_SELECTED PASSAGE_

┌──

Yes, a planned CS is a lot safer and less traumatic than an EMCS.If you have such high chances of needing one anyway, you might want to elect to have one. I think you might need to go private for that though. From what I understand the NHS doesn't encourage maternal choice c sections. TBH, I don't even quite understand what they consider 'medically necessary'!
There was a woman(perhaps on mumsnet itself? Or maybe some other forum) who posted how she was being forced into a VB despite having had two sections already. And despite carrying twins. So, it really depends on the hospital trust and what their policy is.
There are many benefits to a planned CS! You know what is going to happen and when, you don't have to be in labor endlessly, strangers don't come and check your fanjo;) repeatedly, no risk to the baby of cerebral palsy or head injuries from ventouse/forceps, you have a lower risk of developing incontinence or any sort of prolapse. Thats quite a lot of good suff. There are positive sides to everything. If you have an uncomplicated VB , you will have a faster recovery and you'll lose weight easier. So, look at the bright side of both options!

└──

_REQUIRED ACTION A_
In the post about planned cesarean sections, what kind of C-section does the writer understand the NHS doesn't encourage?
_REQUIRED ACTION B_
Reproduce the stretch of the post about planned cesarean sections from "There are many" through "of both options!".
The entries have nothing to do with the post about planned cesarean sections.

_EXCERPTED RECORDS_
┌──

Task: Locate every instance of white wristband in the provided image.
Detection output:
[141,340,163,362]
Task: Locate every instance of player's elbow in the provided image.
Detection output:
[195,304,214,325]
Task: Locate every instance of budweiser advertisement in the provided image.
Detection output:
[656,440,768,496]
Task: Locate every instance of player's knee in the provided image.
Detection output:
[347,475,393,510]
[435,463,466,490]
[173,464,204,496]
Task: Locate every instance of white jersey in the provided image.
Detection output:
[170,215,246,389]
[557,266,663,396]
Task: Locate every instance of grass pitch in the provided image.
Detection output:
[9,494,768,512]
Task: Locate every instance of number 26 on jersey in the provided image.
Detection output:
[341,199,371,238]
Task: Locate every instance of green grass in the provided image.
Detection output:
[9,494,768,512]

└──

_REPLY A_
Maternal choice C-sections.

_REPLY B_
There are many benefits to a planned CS! You know what is going to happen and when, you don't have to be in labor endlessly, strangers don't come and check your fanjo;) repeatedly, no risk to the baby of cerebral palsy or head injuries from ventouse/forceps, you have a lower risk of developing incontinence or any sort of prolapse. Thats quite a lot of good suff. There are positive sides to everything. If you have an uncomplicated VB , you will have a faster recovery and you'll lose weight easier. So, look at the bright side of both options!